DOCUMENT EXTRACT -
Green has her Ph.D. in astronomy from The University of Texas at Austin and specializes in solar system dirt. She has over 20 years of experience working with NASA and the Jet Propulsion Laboratory.

Now, through Agate Biosciences, Kern and Green provide scientific and engineering consulting for greenhouse hydroponics. They, along with Giacomelli and others, are optimistic that agriculture will take root on the Moon and Mars, and that food production on Earth will benefit from this new frontier.

Giacomelli believes that one of the most significant applications for extraterrestrial food production is water conservation. All food produced on the Moon and Mars will have to come from a closed system, with 100 percent of the water used being recycled.

“This could push the envelope in some way to utilize water more efficiently,” he says.

So how close are scientists to making agricultural production on places other than Earth a reality? Referring to the recent harvest of romaine lettuce on board the International Space Station, Giacomelli says the technology for extraterrestrial production already exists. But technology is still lacking in its ability to build habitats on the Moon and Mars, and the heavy lift rocketry that would be required for a project of this scope is simply not a reality yet.

EXTRACTED RECORDS -
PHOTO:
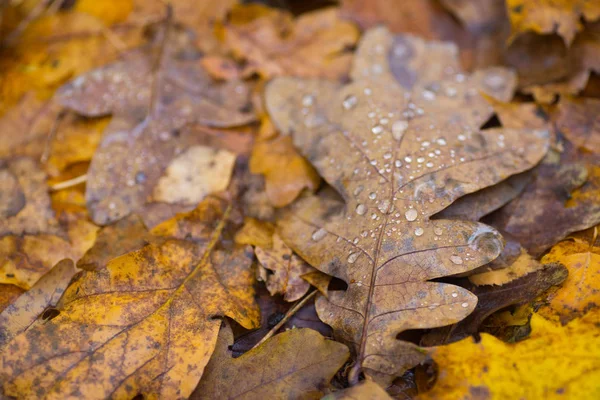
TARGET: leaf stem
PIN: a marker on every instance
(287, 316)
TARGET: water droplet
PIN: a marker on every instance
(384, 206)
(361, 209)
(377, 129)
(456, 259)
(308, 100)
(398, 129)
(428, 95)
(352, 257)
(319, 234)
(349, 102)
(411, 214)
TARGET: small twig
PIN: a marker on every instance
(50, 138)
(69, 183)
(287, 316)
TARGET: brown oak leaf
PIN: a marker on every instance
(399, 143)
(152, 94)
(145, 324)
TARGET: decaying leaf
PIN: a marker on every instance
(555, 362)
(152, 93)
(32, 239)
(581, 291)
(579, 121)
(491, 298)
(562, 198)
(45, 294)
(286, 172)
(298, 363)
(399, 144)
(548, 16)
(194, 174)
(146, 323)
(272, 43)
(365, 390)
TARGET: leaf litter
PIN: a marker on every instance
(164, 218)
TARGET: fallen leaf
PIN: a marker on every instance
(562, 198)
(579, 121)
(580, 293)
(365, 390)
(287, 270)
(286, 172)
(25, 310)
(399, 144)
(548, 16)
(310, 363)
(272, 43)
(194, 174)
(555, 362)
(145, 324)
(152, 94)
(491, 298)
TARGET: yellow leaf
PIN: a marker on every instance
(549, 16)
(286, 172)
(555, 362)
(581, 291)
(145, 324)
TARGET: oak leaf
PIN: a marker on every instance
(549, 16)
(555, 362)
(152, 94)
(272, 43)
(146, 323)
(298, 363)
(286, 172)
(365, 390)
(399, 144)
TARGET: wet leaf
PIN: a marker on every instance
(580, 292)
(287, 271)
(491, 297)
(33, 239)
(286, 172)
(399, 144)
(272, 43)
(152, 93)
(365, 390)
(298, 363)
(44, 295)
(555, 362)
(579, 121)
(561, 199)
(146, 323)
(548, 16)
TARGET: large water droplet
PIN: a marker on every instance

DIRECTIONS - Continue the passage on growing food on the Moon and Mars, starting after its last sentence. This can be done without the data.

ANSWER TO THE TASK -
Despite these current obstacles, Giacomelli hopes that agriculture can be established on the Moon in the next 25 years.

Kern, who feels that an ability to produce food on Mars is necessary for future human habitation on the planet, could become reality as early 2030. But agriculture will happen on the Moon before it does on Mars.

“The Moon is a stepping stone on the road to Mars,” he says.

Three closed loops—oxygen, fresh water and biomass—will be required to grow food in extraterrestrial environments, says Giacomelli. But the cost is currently getting in the way.

“It will be a slow process,” he says. “Our priorities are elsewhere at the moment.”

But with climate change, greater demands for food production and continued population growth, there will be renewed focus on food and water, he predicts.

“This points to life support on other planets,” he says. “And we will learn more about Earth.”

Giacomelli also sees a renewed interest in sustainable agriculture, which makes him happy.

“Our entire society has diminished in agriculture,” he says. “We have limits on education to produce food—it is changing, and it needs to change.”

“We see now as the founding of Martian agriculture,” says Kern, who anticipates the beginning of Martian agriculture starting with a robotic spacecraft containing greenhouse aspects landing on Mars.